───── DATA LINES ─────

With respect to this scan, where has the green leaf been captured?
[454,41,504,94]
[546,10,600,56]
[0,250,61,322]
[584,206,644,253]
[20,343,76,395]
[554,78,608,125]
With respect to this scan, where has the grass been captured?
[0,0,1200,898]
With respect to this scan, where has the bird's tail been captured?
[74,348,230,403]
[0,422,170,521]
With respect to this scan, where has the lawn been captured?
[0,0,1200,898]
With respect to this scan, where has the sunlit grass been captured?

─────

▶ WRITTEN INSTRUCTION
Retype every one of the items above word for word, changing nothing.

▶ RESULT
With respect to this scan, where has the green leaf been captured?
[454,41,504,94]
[546,10,600,56]
[0,250,61,322]
[584,206,644,253]
[20,343,76,395]
[554,78,608,125]
With respect to this scan, where has the grass been captured?
[0,0,1200,898]
With respect to this scan, where has the bird's tail been captured?
[74,348,230,403]
[0,422,170,521]
With respect to this scan, where has the lawn been captured?
[0,0,1200,898]
With respect to this scan, where has the sunlit grass been captured?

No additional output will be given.